**What the task requires**
Could you switch every "Reviewer check" in the records below to "Annotation check" and write out all of the records again, leaving everything else unchanged?

-- begin --

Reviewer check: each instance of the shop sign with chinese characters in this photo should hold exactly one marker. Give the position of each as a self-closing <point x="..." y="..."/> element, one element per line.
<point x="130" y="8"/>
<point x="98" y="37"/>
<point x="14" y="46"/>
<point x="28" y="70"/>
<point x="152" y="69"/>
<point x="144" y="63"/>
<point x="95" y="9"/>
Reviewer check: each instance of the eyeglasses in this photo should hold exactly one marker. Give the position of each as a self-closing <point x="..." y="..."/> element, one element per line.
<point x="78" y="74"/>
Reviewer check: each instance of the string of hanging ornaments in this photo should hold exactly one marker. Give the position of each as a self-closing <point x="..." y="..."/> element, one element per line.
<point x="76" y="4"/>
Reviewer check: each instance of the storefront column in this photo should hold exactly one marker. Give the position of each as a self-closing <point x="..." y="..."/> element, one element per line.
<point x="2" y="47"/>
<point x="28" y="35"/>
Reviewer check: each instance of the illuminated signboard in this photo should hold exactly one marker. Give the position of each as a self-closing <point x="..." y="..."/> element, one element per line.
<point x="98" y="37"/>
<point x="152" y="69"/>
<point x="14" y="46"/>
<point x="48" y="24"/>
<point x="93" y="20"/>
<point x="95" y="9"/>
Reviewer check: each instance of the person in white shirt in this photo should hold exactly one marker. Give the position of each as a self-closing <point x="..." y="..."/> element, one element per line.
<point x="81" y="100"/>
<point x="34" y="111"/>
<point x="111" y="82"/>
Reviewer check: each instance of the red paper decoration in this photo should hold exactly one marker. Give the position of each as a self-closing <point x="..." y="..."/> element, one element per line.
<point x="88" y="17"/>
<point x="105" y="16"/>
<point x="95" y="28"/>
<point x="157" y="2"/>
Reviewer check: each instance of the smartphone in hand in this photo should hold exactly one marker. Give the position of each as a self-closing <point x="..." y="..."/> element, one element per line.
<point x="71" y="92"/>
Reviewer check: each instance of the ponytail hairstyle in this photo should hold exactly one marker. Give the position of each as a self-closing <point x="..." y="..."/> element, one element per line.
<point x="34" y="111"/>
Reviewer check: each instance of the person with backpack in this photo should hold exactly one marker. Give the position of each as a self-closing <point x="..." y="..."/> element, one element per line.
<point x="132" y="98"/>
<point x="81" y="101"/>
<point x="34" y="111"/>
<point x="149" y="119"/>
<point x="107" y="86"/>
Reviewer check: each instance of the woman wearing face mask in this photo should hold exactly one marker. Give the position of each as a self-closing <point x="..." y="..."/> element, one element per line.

-- end --

**Correct output**
Annotation check: each instance of the shop sign with chinese characters in this photo should hold exactly one marker. Give the position of each as a self-closing <point x="..." y="..."/> element, one element per line.
<point x="130" y="8"/>
<point x="98" y="37"/>
<point x="14" y="46"/>
<point x="28" y="70"/>
<point x="152" y="69"/>
<point x="144" y="63"/>
<point x="95" y="9"/>
Annotation check: each instance of the eyeglasses in this photo should hold exactly one marker. Give the position of each as a self-closing <point x="..." y="..."/> element, one element per line.
<point x="78" y="74"/>
Annotation check: each instance of the string of hanging ornaments in this photo should hold exactly one marker. Give the position of each as a self-closing <point x="..." y="..."/> element, one element per line.
<point x="76" y="4"/>
Annotation check: each instance of the storefront column in this photo should hold exactly one marker. Give the position of each as a self-closing <point x="..." y="..."/> element, one element per line.
<point x="2" y="47"/>
<point x="28" y="35"/>
Annotation check: each instance of the illuminated signboard in this photo should hold exactly one marker. Give the position of each as a self-closing <point x="..." y="..."/> element, one element per line.
<point x="98" y="37"/>
<point x="152" y="69"/>
<point x="14" y="46"/>
<point x="48" y="24"/>
<point x="93" y="20"/>
<point x="95" y="9"/>
Annotation check: each instance of the person in white shirt in this photo should hold exactly one marker. Give the position of each as a self-closing <point x="..." y="..."/> element, one element per line.
<point x="81" y="100"/>
<point x="34" y="111"/>
<point x="111" y="82"/>
Annotation check: each instance of the red paper decoration in this photo should hold exactly one marker. Give the position of each as a self-closing <point x="..." y="..."/> element, one element per line.
<point x="88" y="17"/>
<point x="105" y="16"/>
<point x="95" y="28"/>
<point x="157" y="2"/>
Annotation check: each instance of the smartphone in hand in this photo should hold exactly one marker. Give the position of each as a self-closing <point x="..." y="..."/> element, one element per line.
<point x="71" y="92"/>
Annotation check: each instance of the ponytail hairstyle in this photo should hold exactly one marker. Give the position of each as a self-closing <point x="..." y="..."/> element, one element per line.
<point x="34" y="111"/>
Annotation check: each instance of the person with backpack in this photo should hold exactly one marker. Give the position of each as a self-closing <point x="..." y="..."/> element, one element per line.
<point x="132" y="98"/>
<point x="81" y="101"/>
<point x="34" y="111"/>
<point x="149" y="119"/>
<point x="107" y="86"/>
Annotation check: each instance of the woman wearing face mask in this photo should hold exactly one marker. Give the position of each as a self-closing <point x="..." y="..."/> element, one element per line.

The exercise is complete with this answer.